━━━ Input rows ━━━
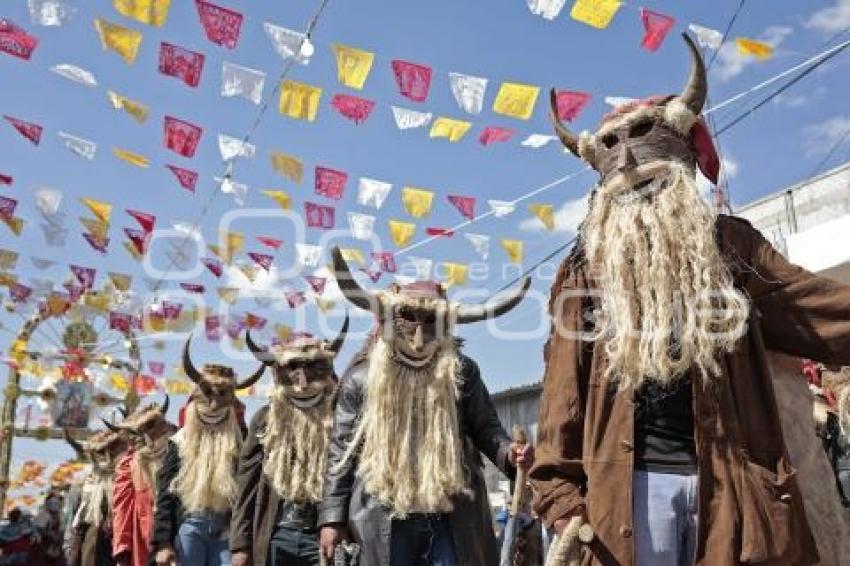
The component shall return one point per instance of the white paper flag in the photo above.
(232, 148)
(468, 91)
(537, 140)
(79, 146)
(707, 37)
(406, 119)
(229, 186)
(307, 255)
(501, 208)
(362, 226)
(371, 192)
(548, 9)
(50, 12)
(481, 243)
(74, 73)
(288, 43)
(242, 81)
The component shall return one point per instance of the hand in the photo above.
━━━
▶ _Stated problem_
Copy out all of the material above word for word, leaving out the pictures.

▶ _In response_
The component shall return one point per instance of the white paper flag in the photo above.
(232, 148)
(468, 91)
(537, 140)
(79, 146)
(707, 37)
(406, 119)
(229, 186)
(307, 255)
(501, 208)
(362, 226)
(371, 192)
(548, 9)
(50, 12)
(481, 243)
(74, 73)
(288, 43)
(242, 81)
The component shall return one point per instance of the hand in the photo above.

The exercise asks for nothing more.